§ **Required work**: Arrange the lines that follow as a numbered list, leaving out any blank lines.

§ **Supplied records**:

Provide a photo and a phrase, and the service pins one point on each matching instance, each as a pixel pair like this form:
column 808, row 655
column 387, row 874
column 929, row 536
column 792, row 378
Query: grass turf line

§ **Output for this exercise**:
1. Provide a photo and a phrase, and the service pins one point on each matching instance, each as a pixel pair like this form:
2. column 808, row 655
3. column 387, row 874
4. column 929, row 536
5. column 792, row 378
6. Query: grass turf line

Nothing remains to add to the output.